L’inconscient musical – sur A Quiet Place de Leonard Bernstein et Stephen Wadsworth
Sous les dorures du Palais Garnier, à distinguer derrière une gaze blanche des lumières crues, et à entendre l’éclat fragmenté des premières mesures, on pressent toute la promesse ironique du titre : nous ne serons certainement pas, pendant l’heure et demie que dure A Quiet Place, dans un endroit calme. C’est la promesse d’une complexité qui finalement s’avère limpide : toute l’œuvre de Leonard Bernstein et Stephen Wadsworth se loge dans de multiples écarts, entre le collectif et l’individu, la langue et le sens, la musique populaire et la musique savante, des écarts à la fois inconfortables et formidablement stimulants.

**Données extraites:**
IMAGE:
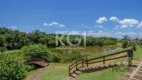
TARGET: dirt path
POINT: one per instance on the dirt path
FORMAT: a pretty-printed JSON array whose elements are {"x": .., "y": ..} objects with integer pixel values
[
  {"x": 37, "y": 74},
  {"x": 134, "y": 73}
]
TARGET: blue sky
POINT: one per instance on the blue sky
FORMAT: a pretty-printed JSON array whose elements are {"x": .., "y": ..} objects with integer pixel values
[{"x": 102, "y": 17}]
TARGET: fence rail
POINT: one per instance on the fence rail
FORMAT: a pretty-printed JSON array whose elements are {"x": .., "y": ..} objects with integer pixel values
[{"x": 80, "y": 63}]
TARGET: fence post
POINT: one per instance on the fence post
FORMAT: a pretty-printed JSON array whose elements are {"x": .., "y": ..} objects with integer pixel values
[
  {"x": 69, "y": 72},
  {"x": 76, "y": 65},
  {"x": 103, "y": 60},
  {"x": 87, "y": 61},
  {"x": 130, "y": 57},
  {"x": 82, "y": 63}
]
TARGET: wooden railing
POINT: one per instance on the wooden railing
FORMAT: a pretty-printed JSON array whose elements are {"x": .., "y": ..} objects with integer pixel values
[{"x": 80, "y": 63}]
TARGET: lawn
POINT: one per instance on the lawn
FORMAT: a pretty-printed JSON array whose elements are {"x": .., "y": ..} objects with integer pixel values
[
  {"x": 108, "y": 74},
  {"x": 58, "y": 71}
]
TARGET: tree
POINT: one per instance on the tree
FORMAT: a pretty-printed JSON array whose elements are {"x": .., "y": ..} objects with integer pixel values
[
  {"x": 11, "y": 68},
  {"x": 37, "y": 51}
]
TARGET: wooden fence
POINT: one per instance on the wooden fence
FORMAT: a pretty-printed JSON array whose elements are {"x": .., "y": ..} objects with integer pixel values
[{"x": 86, "y": 62}]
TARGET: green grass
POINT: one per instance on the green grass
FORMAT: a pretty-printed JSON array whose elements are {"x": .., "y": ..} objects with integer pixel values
[
  {"x": 107, "y": 74},
  {"x": 138, "y": 53},
  {"x": 58, "y": 71},
  {"x": 12, "y": 51}
]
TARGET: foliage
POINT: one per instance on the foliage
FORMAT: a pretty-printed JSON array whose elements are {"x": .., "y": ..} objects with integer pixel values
[
  {"x": 3, "y": 49},
  {"x": 64, "y": 56},
  {"x": 37, "y": 51},
  {"x": 11, "y": 67},
  {"x": 14, "y": 39}
]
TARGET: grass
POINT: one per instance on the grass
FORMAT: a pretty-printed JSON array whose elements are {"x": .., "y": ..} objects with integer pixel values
[
  {"x": 58, "y": 71},
  {"x": 108, "y": 74}
]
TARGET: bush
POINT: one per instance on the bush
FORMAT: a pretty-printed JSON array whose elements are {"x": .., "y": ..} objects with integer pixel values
[
  {"x": 37, "y": 51},
  {"x": 11, "y": 67},
  {"x": 3, "y": 49},
  {"x": 64, "y": 57}
]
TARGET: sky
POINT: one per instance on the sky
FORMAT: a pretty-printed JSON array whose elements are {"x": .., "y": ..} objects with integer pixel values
[{"x": 98, "y": 17}]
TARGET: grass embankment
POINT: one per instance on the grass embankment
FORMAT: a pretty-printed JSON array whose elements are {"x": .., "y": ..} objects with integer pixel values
[
  {"x": 57, "y": 71},
  {"x": 60, "y": 71},
  {"x": 108, "y": 74}
]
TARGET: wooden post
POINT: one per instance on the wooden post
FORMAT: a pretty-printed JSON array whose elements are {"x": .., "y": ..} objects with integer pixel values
[
  {"x": 103, "y": 60},
  {"x": 82, "y": 63},
  {"x": 69, "y": 72},
  {"x": 87, "y": 61},
  {"x": 76, "y": 65}
]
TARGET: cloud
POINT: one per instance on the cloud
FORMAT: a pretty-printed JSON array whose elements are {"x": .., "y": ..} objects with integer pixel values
[
  {"x": 139, "y": 25},
  {"x": 101, "y": 20},
  {"x": 128, "y": 23},
  {"x": 54, "y": 24},
  {"x": 98, "y": 26},
  {"x": 12, "y": 27},
  {"x": 114, "y": 19}
]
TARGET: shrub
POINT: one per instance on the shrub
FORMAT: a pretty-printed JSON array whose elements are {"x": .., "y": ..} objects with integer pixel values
[
  {"x": 3, "y": 49},
  {"x": 11, "y": 67},
  {"x": 64, "y": 57},
  {"x": 37, "y": 51}
]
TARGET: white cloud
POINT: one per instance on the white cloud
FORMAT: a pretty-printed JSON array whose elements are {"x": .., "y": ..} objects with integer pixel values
[
  {"x": 139, "y": 25},
  {"x": 114, "y": 18},
  {"x": 12, "y": 27},
  {"x": 101, "y": 20},
  {"x": 98, "y": 26},
  {"x": 45, "y": 24},
  {"x": 123, "y": 26},
  {"x": 54, "y": 24},
  {"x": 128, "y": 22}
]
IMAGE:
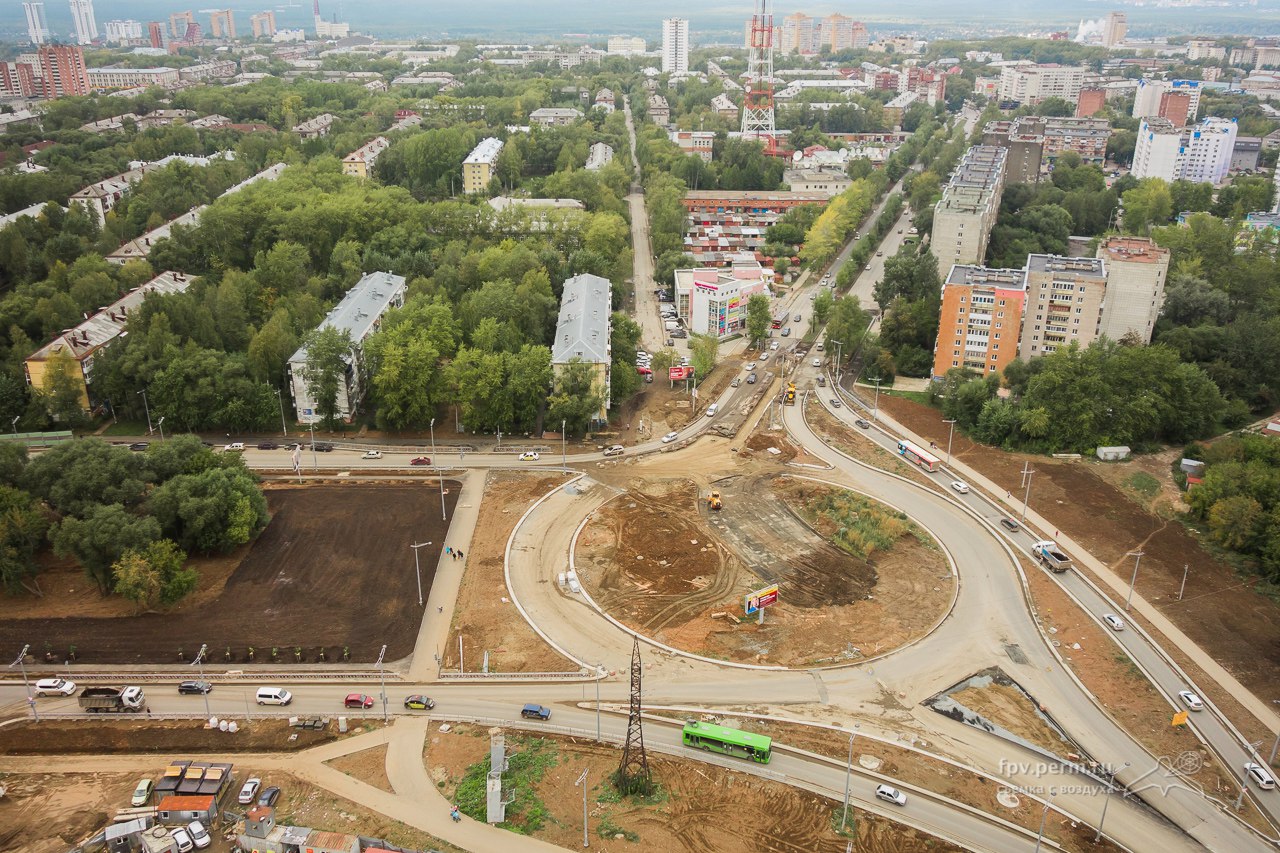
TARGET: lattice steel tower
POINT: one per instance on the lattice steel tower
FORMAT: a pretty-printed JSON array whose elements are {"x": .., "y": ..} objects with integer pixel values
[{"x": 758, "y": 105}]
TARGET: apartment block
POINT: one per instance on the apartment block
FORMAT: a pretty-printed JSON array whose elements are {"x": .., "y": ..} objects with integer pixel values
[
  {"x": 981, "y": 319},
  {"x": 1137, "y": 270},
  {"x": 478, "y": 169},
  {"x": 964, "y": 218},
  {"x": 1034, "y": 83},
  {"x": 1064, "y": 302}
]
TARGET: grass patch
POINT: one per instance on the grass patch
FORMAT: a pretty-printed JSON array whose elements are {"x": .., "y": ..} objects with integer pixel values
[{"x": 529, "y": 760}]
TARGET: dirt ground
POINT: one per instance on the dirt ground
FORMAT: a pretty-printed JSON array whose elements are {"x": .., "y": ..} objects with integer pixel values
[
  {"x": 368, "y": 766},
  {"x": 484, "y": 614},
  {"x": 658, "y": 560},
  {"x": 700, "y": 808},
  {"x": 114, "y": 737},
  {"x": 1224, "y": 612},
  {"x": 333, "y": 561}
]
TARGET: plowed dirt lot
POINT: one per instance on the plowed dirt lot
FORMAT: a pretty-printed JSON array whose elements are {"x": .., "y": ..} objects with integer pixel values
[{"x": 333, "y": 561}]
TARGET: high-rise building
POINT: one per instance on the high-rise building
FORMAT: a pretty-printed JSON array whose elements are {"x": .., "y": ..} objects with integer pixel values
[
  {"x": 1114, "y": 28},
  {"x": 82, "y": 18},
  {"x": 37, "y": 26},
  {"x": 1137, "y": 269},
  {"x": 223, "y": 23},
  {"x": 675, "y": 45},
  {"x": 263, "y": 23},
  {"x": 964, "y": 218},
  {"x": 981, "y": 319},
  {"x": 62, "y": 71},
  {"x": 1064, "y": 304},
  {"x": 1033, "y": 83}
]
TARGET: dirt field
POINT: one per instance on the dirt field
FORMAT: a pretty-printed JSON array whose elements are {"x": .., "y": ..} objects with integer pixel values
[
  {"x": 700, "y": 810},
  {"x": 333, "y": 561},
  {"x": 658, "y": 560},
  {"x": 1220, "y": 610},
  {"x": 484, "y": 614}
]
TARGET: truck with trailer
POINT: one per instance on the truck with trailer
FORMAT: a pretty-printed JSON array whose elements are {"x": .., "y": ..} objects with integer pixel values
[
  {"x": 1051, "y": 556},
  {"x": 106, "y": 699}
]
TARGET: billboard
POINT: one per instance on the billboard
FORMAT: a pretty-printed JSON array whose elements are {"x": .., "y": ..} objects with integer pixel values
[{"x": 760, "y": 598}]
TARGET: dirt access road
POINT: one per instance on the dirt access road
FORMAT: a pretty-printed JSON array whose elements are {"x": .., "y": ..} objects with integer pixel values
[{"x": 332, "y": 569}]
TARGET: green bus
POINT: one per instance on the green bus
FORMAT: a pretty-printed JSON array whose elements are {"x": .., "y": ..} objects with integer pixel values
[{"x": 730, "y": 742}]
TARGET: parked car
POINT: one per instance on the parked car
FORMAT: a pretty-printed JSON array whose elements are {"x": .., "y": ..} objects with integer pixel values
[
  {"x": 359, "y": 701},
  {"x": 199, "y": 834},
  {"x": 890, "y": 794},
  {"x": 142, "y": 793},
  {"x": 55, "y": 687},
  {"x": 248, "y": 790}
]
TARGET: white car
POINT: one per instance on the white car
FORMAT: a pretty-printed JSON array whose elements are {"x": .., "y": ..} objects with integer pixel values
[
  {"x": 55, "y": 687},
  {"x": 890, "y": 794},
  {"x": 199, "y": 834}
]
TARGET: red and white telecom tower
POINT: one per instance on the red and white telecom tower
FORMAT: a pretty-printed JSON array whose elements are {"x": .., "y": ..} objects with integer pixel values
[{"x": 758, "y": 105}]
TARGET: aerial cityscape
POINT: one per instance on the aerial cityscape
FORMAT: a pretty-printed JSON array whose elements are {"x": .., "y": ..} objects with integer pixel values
[{"x": 817, "y": 428}]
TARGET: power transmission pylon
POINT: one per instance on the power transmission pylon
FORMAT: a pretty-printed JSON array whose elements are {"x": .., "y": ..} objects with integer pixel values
[{"x": 634, "y": 775}]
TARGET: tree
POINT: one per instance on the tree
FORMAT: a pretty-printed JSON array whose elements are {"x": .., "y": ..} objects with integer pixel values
[
  {"x": 99, "y": 539},
  {"x": 758, "y": 316},
  {"x": 325, "y": 373},
  {"x": 154, "y": 575}
]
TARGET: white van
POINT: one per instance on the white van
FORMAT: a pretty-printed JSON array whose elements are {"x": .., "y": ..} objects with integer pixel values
[{"x": 274, "y": 696}]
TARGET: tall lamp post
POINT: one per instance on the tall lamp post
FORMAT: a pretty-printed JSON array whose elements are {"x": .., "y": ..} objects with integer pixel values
[{"x": 419, "y": 571}]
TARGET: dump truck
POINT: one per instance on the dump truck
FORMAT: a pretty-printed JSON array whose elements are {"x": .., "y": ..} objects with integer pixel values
[
  {"x": 1051, "y": 556},
  {"x": 112, "y": 699}
]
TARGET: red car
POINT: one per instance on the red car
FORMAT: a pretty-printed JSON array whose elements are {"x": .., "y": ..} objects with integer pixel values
[{"x": 359, "y": 701}]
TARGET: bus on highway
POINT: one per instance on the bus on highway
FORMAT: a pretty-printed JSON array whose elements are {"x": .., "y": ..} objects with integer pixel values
[
  {"x": 730, "y": 742},
  {"x": 913, "y": 454}
]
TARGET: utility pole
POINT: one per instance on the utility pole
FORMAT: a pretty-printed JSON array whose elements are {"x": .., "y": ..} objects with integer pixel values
[
  {"x": 1133, "y": 580},
  {"x": 419, "y": 571}
]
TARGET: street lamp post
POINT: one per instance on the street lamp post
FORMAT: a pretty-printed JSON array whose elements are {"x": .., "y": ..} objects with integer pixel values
[
  {"x": 419, "y": 571},
  {"x": 204, "y": 685},
  {"x": 1133, "y": 580},
  {"x": 950, "y": 433},
  {"x": 22, "y": 665},
  {"x": 146, "y": 409}
]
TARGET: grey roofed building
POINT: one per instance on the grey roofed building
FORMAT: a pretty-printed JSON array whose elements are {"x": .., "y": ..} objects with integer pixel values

**À compléter:**
1. Répondez aux questions suivantes sur le texte consacré à A Quiet Place :
(a) Dans quel lieu l'œuvre est-elle présentée ?
(b) Quelle est la durée de A Quiet Place ?
(c) Entre quelles deux musiques se situe l'un des écarts mentionnés ?
2. Reprenez le texte consacré à A Quiet Place et prolongez-le à partir de sa dernière phrase.
La consultation des lignes n'est pas nécessaire.

**Réponses aux exercices:**
1.
(a) Au Palais Garnier.
(b) Une heure et demie.
(c) Entre la musique populaire et la musique savante.

2.
Sur la scène, le rideau se révèle écran sur lequel on projette d’abord une séquence filmée. Dans une voiture américaine une femme au visage numérisé fonce à vive allure ; le rouge de sa robe tranche avec le noir et blanc stylisé du film. Elle n’évite pas un véhicule qui arrive en face, enchaîne plusieurs tonneaux. Le corps gît sur le bitume, tandis que s’élèvent les voix de passants curieux et horrifiés.

Le rideau se lève sur la grande salle d’un funérarium, où des voix entrecoupées commentent l’existence et la fin de Dinah, épouse de Sam, mère de Junior et Dede, deux enfants partis depuis longtemps, et qui doivent arriver d’un instant à l’autre. Sam était le prénom du père de Leonard Bernstein, il était aussi avec Dinah, un des personnages principaux d’une précédente œuvre, Trouble in Tahiti, écrite en 1952 alors qu’il était en voyage de noces. Près de trente ans après – A Quiet Place est créé à Houston en 1983 – il réinvestit avec son librettiste Stephen Wadsworth ces figures fondatrices, et les replonge dans le bain stagnant des névroses et des traumas : suicide, inceste, infanticide, refoulement.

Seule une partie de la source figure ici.